Exercise brief:
Would you return the full listing exactly, with nothing altered?

Supplied records:
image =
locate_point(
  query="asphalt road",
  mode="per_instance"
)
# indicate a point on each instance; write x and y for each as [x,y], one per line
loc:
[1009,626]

Response to this exercise:
image =
locate_point(
  query="asphalt road",
  mode="per_instance"
)
# indicate a point on each instance; write x and y for each as [x,y], one per line
loc:
[1009,626]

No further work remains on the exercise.